Task requirements: Which lines have the string "short"? Copy all of them from the entries below.

Information shown:
= Beginning of Section =

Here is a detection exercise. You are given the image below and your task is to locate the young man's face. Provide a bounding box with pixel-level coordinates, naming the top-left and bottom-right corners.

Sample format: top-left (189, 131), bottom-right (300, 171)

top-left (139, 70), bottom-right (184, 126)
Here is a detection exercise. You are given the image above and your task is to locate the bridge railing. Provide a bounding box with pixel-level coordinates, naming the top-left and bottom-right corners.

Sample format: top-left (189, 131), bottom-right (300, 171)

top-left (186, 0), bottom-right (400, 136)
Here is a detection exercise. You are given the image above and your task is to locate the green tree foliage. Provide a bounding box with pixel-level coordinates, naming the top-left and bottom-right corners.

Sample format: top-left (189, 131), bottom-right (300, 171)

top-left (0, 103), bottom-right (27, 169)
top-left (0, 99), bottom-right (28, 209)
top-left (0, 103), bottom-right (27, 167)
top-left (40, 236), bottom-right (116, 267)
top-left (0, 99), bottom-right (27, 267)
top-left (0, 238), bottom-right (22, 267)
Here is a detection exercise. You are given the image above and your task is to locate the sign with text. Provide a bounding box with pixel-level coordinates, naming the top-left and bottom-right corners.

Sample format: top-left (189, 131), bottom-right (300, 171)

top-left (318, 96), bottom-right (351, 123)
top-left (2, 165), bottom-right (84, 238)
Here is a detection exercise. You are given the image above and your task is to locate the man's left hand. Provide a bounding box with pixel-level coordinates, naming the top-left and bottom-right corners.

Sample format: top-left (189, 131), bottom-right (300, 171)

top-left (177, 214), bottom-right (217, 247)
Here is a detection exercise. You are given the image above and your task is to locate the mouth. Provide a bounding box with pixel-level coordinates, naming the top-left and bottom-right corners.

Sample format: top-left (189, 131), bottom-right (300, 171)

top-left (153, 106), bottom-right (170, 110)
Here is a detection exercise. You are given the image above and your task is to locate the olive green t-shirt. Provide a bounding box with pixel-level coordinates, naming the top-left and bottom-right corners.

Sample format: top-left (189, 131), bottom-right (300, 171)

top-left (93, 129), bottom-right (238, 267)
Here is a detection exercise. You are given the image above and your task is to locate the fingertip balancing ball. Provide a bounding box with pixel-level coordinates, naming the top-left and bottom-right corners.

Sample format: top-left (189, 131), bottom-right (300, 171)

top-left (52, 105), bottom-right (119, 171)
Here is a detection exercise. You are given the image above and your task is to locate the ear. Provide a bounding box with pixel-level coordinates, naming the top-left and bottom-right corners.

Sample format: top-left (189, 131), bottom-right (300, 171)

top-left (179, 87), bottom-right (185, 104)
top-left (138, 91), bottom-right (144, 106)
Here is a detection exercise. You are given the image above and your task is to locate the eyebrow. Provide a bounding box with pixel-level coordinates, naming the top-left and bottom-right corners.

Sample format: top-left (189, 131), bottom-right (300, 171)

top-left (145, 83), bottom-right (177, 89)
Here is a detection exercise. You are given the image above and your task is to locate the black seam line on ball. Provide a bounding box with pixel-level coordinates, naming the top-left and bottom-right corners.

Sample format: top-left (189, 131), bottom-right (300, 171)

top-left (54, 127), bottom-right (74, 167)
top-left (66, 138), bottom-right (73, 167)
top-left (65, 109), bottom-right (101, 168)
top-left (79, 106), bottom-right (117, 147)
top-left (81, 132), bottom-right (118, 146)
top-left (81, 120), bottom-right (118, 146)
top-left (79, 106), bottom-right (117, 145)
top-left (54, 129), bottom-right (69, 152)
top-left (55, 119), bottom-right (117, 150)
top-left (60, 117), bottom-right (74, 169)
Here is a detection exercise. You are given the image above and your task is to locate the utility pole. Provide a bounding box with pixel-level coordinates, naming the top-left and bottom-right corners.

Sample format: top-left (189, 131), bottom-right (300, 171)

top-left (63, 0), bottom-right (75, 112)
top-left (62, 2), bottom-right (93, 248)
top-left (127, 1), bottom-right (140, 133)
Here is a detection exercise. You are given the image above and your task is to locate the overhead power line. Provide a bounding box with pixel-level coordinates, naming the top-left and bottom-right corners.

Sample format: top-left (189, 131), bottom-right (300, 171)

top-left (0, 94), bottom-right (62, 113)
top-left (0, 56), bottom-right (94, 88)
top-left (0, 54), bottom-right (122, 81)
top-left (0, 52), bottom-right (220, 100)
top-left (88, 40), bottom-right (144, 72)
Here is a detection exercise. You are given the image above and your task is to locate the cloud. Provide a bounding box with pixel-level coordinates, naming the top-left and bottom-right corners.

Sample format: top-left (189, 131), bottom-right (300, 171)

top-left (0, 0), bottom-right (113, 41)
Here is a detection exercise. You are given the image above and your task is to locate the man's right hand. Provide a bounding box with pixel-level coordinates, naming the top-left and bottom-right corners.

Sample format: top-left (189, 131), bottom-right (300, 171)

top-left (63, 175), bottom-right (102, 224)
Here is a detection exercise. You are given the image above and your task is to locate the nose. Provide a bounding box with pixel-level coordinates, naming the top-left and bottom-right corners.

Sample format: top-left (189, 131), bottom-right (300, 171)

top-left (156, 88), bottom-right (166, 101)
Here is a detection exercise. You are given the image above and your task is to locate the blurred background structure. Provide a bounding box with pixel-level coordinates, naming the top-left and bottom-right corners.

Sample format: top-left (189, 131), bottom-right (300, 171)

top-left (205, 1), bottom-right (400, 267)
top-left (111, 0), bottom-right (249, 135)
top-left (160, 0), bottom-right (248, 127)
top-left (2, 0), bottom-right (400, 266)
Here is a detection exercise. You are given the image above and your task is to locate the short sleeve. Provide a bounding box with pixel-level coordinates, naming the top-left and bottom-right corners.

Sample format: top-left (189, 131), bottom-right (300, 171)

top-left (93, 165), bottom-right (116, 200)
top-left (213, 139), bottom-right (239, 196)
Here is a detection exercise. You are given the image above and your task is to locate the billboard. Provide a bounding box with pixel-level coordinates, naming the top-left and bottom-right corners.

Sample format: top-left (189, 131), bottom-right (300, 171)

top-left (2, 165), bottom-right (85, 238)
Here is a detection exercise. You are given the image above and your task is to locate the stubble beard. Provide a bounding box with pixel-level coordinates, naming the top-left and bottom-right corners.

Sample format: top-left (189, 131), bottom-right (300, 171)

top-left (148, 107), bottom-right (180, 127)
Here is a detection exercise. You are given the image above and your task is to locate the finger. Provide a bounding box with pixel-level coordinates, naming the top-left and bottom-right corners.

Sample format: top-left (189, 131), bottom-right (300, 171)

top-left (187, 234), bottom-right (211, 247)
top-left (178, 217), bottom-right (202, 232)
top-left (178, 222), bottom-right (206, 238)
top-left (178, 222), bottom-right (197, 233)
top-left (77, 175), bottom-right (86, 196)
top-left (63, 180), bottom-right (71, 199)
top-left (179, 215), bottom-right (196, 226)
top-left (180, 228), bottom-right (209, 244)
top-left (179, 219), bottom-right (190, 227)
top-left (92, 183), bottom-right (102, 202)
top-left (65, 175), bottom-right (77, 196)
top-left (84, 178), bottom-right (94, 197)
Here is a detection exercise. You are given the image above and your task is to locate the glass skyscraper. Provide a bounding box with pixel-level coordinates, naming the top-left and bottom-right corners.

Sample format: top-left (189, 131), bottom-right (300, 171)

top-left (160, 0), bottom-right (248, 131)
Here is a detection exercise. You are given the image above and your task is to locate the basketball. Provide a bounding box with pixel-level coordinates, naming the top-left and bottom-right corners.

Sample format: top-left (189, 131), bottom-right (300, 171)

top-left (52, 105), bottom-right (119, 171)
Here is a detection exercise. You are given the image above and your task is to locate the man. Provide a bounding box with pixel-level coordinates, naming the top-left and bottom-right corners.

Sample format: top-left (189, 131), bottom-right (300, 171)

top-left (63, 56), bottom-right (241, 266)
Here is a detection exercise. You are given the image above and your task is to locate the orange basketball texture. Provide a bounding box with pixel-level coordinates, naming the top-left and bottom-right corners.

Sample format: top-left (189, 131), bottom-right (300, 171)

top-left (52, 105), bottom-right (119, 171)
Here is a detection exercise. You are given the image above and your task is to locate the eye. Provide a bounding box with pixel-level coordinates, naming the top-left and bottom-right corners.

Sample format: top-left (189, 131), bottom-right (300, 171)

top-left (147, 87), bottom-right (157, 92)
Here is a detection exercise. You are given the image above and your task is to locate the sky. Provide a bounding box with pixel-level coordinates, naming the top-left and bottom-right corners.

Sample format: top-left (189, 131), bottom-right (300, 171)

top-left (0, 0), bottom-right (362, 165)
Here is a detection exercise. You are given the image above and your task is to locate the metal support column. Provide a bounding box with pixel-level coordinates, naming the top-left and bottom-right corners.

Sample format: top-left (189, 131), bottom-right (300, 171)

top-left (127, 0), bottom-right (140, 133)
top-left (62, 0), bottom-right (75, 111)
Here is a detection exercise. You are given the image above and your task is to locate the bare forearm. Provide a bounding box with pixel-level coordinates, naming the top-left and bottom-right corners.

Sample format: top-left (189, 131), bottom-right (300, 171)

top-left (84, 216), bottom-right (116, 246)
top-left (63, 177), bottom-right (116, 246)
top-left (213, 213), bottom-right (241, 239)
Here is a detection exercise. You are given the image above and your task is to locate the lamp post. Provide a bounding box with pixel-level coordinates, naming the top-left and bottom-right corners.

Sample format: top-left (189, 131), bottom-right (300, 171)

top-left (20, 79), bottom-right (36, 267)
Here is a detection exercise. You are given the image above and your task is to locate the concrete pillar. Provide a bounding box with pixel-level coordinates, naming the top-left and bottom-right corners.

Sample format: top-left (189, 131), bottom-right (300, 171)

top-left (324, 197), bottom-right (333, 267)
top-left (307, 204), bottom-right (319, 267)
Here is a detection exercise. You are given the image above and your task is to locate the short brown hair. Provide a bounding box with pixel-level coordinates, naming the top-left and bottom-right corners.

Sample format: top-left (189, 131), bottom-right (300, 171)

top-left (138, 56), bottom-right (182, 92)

= End of Section =

Task answer:
Here is a detection exercise. You are given the image above and your task is to locate the short sleeve. Provide a bounding box with pixel-level coordinates, naming the top-left and bottom-right corners.
Here is a detection exercise. You are given the image above and your task is to locate the short brown hair. Provide a bounding box with pixel-level coordinates, naming the top-left and bottom-right corners.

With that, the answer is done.